# TASK TO COMPLETE
Print nothing except the lines of the listing below from the line with "Target: parking lot" to the line with "Target: grass yard", each exactly as written, both ends included.

# SUPPLIED RECORDS
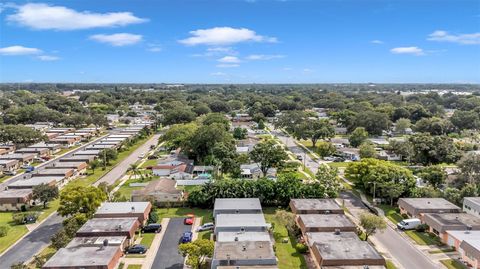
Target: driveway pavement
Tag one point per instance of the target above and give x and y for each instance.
(32, 243)
(407, 255)
(167, 255)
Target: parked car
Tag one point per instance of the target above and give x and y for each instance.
(136, 249)
(206, 227)
(186, 237)
(408, 224)
(189, 219)
(9, 173)
(30, 219)
(152, 228)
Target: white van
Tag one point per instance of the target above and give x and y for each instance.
(408, 224)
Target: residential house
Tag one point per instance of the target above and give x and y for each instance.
(237, 206)
(15, 199)
(139, 210)
(342, 249)
(247, 254)
(325, 223)
(110, 227)
(240, 223)
(162, 190)
(471, 205)
(315, 206)
(253, 171)
(417, 207)
(440, 223)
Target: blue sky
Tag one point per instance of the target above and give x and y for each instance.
(240, 41)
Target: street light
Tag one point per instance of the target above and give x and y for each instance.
(374, 186)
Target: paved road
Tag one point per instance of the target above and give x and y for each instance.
(297, 150)
(403, 251)
(39, 238)
(3, 185)
(31, 244)
(167, 254)
(119, 170)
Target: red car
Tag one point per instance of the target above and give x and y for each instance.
(189, 219)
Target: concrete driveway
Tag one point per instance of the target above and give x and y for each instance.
(167, 255)
(32, 243)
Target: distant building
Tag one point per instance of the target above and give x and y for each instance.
(315, 206)
(342, 249)
(88, 253)
(139, 210)
(15, 199)
(471, 205)
(240, 223)
(439, 224)
(240, 254)
(237, 206)
(417, 207)
(325, 223)
(162, 190)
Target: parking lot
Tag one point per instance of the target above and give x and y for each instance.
(167, 255)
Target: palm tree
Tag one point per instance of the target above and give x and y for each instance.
(135, 170)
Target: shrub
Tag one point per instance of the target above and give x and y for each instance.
(3, 230)
(301, 248)
(422, 228)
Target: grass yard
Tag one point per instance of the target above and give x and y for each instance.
(14, 233)
(176, 212)
(424, 238)
(453, 264)
(99, 172)
(390, 265)
(148, 163)
(287, 254)
(391, 213)
(147, 239)
(338, 164)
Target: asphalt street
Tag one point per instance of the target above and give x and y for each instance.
(167, 255)
(3, 185)
(118, 171)
(39, 238)
(403, 251)
(31, 244)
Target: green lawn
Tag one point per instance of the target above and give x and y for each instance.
(338, 164)
(287, 254)
(14, 233)
(453, 264)
(390, 265)
(424, 238)
(391, 213)
(147, 239)
(149, 163)
(175, 212)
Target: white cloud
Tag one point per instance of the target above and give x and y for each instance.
(224, 36)
(43, 17)
(48, 58)
(19, 50)
(229, 59)
(117, 40)
(227, 65)
(465, 39)
(408, 50)
(218, 74)
(260, 57)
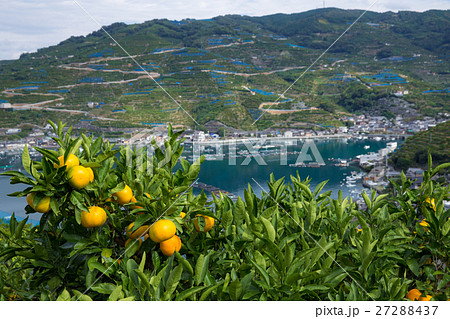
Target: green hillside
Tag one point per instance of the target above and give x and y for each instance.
(225, 68)
(414, 152)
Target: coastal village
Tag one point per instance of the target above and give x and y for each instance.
(374, 164)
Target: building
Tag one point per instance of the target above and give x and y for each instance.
(288, 134)
(13, 130)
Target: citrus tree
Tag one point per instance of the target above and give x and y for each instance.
(134, 230)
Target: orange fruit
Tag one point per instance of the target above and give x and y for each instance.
(413, 294)
(162, 230)
(91, 174)
(124, 196)
(431, 202)
(423, 223)
(134, 200)
(71, 161)
(96, 217)
(133, 240)
(78, 177)
(42, 207)
(138, 232)
(209, 223)
(427, 298)
(169, 246)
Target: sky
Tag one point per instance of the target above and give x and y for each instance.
(27, 25)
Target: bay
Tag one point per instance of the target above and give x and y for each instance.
(235, 177)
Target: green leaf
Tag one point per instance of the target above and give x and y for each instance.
(188, 292)
(414, 266)
(26, 160)
(144, 279)
(116, 294)
(446, 228)
(172, 282)
(131, 268)
(104, 288)
(209, 290)
(227, 219)
(186, 265)
(259, 259)
(269, 228)
(263, 273)
(64, 296)
(201, 268)
(131, 298)
(239, 211)
(235, 290)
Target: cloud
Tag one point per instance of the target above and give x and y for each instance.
(26, 25)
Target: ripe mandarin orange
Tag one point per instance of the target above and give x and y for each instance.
(133, 241)
(124, 196)
(169, 246)
(91, 174)
(427, 298)
(162, 230)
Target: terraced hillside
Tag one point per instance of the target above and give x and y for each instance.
(414, 152)
(225, 68)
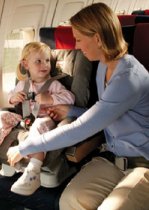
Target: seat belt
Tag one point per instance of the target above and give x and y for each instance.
(26, 104)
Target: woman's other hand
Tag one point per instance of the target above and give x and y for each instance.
(13, 155)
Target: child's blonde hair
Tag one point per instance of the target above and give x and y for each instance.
(22, 74)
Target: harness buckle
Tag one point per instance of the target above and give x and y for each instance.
(121, 163)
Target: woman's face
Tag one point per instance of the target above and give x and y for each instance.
(90, 46)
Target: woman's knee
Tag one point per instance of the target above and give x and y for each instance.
(131, 193)
(90, 186)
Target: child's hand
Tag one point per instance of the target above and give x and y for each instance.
(13, 155)
(17, 98)
(58, 112)
(44, 98)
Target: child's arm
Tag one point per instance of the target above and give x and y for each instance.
(17, 95)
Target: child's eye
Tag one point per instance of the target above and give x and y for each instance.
(38, 61)
(47, 60)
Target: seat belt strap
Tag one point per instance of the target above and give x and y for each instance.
(26, 104)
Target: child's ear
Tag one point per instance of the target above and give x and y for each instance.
(24, 63)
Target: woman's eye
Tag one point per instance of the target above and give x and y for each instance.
(47, 60)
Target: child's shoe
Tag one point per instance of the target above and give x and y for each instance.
(28, 183)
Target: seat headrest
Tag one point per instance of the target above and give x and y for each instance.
(58, 37)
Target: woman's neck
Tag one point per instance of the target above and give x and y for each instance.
(111, 66)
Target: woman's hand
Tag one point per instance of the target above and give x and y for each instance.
(18, 97)
(13, 155)
(59, 112)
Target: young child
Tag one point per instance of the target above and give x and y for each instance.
(35, 60)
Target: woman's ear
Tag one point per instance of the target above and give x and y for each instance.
(98, 40)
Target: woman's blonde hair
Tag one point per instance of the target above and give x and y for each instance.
(99, 18)
(22, 74)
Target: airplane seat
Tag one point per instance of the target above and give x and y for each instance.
(128, 33)
(138, 12)
(126, 20)
(141, 43)
(80, 80)
(142, 19)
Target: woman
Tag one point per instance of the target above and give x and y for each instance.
(122, 112)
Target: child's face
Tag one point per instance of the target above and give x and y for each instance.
(38, 65)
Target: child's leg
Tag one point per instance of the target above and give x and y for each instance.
(29, 182)
(8, 121)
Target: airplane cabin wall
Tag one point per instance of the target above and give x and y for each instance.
(30, 15)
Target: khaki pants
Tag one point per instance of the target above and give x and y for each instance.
(100, 185)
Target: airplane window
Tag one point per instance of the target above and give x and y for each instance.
(14, 43)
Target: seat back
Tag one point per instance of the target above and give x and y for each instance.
(141, 43)
(66, 59)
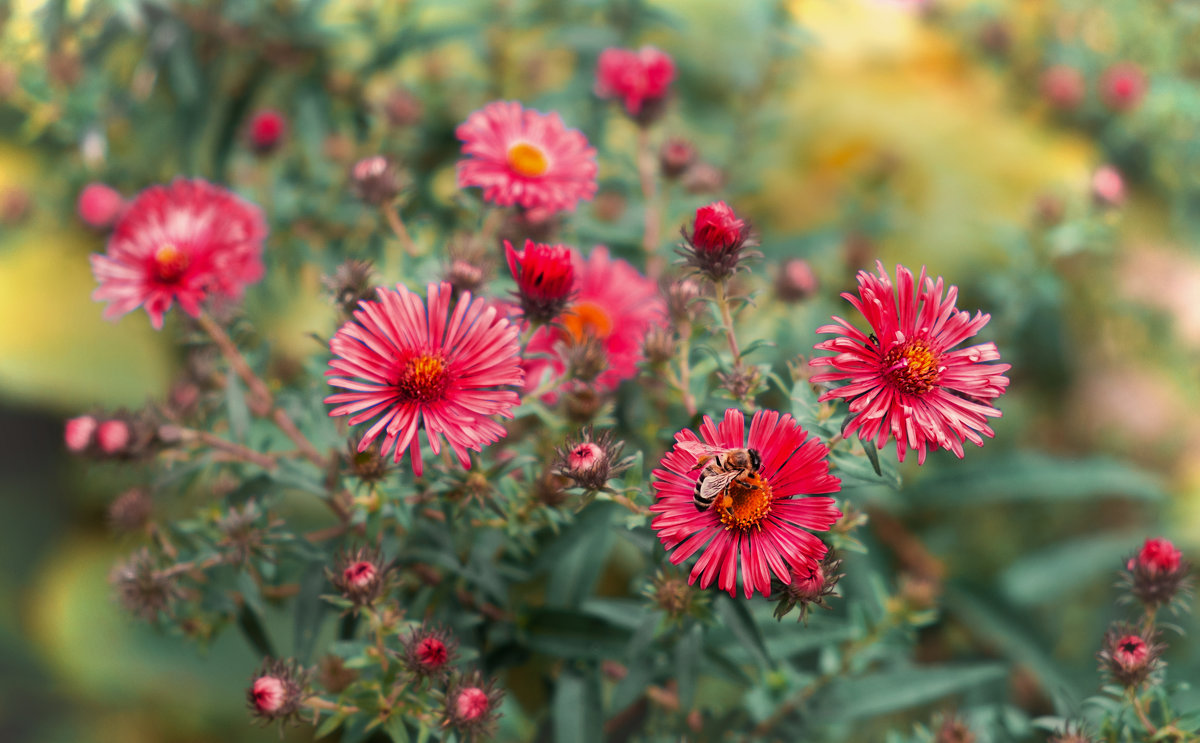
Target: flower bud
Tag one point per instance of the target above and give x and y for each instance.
(78, 433)
(545, 279)
(267, 130)
(715, 244)
(100, 205)
(796, 281)
(1122, 87)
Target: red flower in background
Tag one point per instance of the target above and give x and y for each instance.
(762, 525)
(905, 378)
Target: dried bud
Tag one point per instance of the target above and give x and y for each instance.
(277, 690)
(1108, 187)
(143, 587)
(717, 241)
(1158, 574)
(591, 460)
(810, 586)
(1063, 87)
(429, 652)
(659, 346)
(360, 576)
(545, 279)
(676, 156)
(351, 283)
(472, 706)
(131, 510)
(78, 433)
(100, 205)
(796, 281)
(1122, 87)
(376, 180)
(267, 130)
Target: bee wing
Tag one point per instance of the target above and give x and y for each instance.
(713, 485)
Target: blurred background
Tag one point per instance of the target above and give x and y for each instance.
(961, 136)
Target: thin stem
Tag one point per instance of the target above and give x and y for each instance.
(397, 226)
(647, 172)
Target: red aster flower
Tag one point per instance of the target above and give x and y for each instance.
(545, 279)
(100, 205)
(640, 78)
(180, 243)
(613, 304)
(526, 157)
(906, 379)
(760, 522)
(412, 366)
(1122, 87)
(267, 130)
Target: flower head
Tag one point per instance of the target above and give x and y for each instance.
(640, 78)
(100, 205)
(545, 279)
(715, 244)
(525, 157)
(180, 243)
(414, 364)
(906, 379)
(267, 130)
(613, 304)
(759, 522)
(1123, 85)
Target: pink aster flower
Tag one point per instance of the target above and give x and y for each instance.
(613, 304)
(179, 243)
(444, 367)
(905, 378)
(526, 157)
(761, 521)
(640, 78)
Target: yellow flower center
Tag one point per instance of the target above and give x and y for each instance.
(912, 366)
(528, 160)
(423, 379)
(587, 318)
(169, 263)
(744, 503)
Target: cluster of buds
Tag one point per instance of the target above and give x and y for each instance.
(120, 436)
(810, 586)
(545, 277)
(715, 245)
(591, 460)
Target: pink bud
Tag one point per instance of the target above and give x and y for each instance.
(472, 703)
(78, 432)
(113, 436)
(100, 205)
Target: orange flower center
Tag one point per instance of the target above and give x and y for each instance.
(912, 366)
(744, 503)
(528, 160)
(171, 263)
(587, 318)
(424, 378)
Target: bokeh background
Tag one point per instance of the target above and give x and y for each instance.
(845, 129)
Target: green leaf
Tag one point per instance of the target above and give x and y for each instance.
(901, 689)
(1029, 475)
(739, 622)
(579, 713)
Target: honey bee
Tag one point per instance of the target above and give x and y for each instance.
(719, 468)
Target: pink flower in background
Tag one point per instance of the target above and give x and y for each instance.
(761, 526)
(179, 243)
(526, 157)
(639, 78)
(100, 205)
(905, 378)
(444, 367)
(615, 304)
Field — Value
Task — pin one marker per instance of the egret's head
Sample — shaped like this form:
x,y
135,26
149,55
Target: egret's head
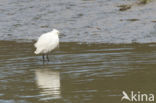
x,y
56,31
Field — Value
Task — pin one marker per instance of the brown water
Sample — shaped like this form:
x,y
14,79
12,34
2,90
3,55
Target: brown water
x,y
87,21
76,73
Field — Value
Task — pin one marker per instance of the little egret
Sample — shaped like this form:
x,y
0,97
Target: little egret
x,y
46,43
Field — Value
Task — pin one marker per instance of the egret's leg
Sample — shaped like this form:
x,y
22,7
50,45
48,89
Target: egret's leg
x,y
43,57
47,58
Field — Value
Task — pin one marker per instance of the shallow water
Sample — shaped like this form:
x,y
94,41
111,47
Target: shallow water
x,y
78,20
76,73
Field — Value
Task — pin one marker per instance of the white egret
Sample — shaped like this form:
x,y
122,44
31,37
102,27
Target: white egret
x,y
46,43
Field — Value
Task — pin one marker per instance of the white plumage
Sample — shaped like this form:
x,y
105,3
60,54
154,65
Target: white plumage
x,y
47,42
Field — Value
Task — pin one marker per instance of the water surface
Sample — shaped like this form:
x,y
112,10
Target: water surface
x,y
76,73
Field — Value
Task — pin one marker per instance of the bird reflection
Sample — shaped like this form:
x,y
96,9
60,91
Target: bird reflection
x,y
49,82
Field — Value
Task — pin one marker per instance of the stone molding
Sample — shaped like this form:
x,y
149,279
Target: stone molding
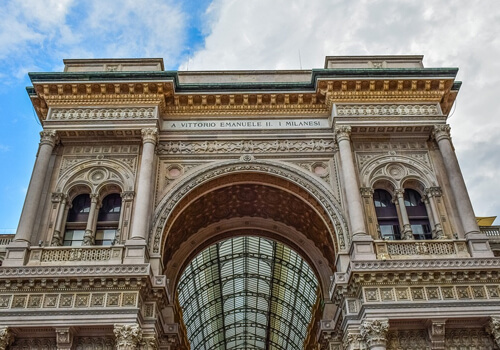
x,y
128,336
149,135
316,188
342,133
348,110
374,332
248,146
95,114
48,137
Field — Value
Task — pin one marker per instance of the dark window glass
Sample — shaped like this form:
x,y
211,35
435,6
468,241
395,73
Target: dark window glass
x,y
107,220
417,214
80,208
387,216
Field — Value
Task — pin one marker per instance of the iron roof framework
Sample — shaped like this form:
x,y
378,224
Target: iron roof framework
x,y
247,293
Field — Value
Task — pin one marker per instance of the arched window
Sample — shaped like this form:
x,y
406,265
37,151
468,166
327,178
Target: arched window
x,y
76,221
417,214
387,215
108,219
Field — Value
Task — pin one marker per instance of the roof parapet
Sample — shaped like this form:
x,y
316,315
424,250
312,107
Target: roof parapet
x,y
389,61
113,65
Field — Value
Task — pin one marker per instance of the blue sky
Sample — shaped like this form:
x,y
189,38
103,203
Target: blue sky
x,y
36,35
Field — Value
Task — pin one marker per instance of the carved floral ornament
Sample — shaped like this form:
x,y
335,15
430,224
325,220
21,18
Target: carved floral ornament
x,y
316,188
397,169
95,174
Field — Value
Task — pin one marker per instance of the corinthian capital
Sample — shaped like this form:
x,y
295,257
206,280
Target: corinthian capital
x,y
441,131
150,135
374,332
48,137
493,328
128,336
6,338
343,132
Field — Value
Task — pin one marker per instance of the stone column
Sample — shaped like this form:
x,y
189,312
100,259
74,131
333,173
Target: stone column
x,y
350,177
433,212
64,338
6,338
406,232
141,216
48,139
374,333
128,336
442,135
89,237
62,213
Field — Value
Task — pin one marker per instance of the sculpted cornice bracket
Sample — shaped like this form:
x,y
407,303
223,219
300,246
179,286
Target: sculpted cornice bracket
x,y
493,328
343,133
48,137
374,332
6,338
149,135
128,336
441,131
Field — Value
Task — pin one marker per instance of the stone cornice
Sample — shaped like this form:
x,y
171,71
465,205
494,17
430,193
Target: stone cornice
x,y
314,97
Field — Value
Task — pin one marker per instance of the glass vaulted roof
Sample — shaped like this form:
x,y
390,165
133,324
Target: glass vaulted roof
x,y
247,293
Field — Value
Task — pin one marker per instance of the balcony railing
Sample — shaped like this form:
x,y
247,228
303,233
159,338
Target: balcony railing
x,y
413,249
491,231
72,255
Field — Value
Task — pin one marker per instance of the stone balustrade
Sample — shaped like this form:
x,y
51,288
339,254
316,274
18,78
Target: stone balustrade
x,y
413,249
490,231
85,255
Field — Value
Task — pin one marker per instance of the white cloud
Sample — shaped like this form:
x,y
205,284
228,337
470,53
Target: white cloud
x,y
263,34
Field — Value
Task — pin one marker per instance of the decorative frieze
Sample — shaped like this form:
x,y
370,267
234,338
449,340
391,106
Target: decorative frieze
x,y
362,110
468,338
69,300
431,293
414,339
247,146
105,114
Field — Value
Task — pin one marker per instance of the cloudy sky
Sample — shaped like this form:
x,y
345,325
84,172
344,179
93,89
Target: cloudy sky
x,y
36,35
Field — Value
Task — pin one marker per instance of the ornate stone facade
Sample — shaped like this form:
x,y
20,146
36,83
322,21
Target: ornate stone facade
x,y
354,170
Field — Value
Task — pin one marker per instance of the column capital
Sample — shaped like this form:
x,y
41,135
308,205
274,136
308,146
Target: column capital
x,y
127,195
149,135
128,336
6,338
374,332
366,192
433,192
493,328
343,133
58,197
399,193
441,131
48,137
64,338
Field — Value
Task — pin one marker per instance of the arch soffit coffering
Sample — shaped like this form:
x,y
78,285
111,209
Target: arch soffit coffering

# SOLUTION
Target: parking lot
Tag one point per instance of the target above and give x and y for each instance.
(167, 255)
Target: palm tree
Tag one point per instance of the target above and give x and y for each instance.
(135, 170)
Target: shrub
Tag one point per instance of the target above and give x and y for each instance.
(3, 230)
(301, 248)
(422, 228)
Target: grass yard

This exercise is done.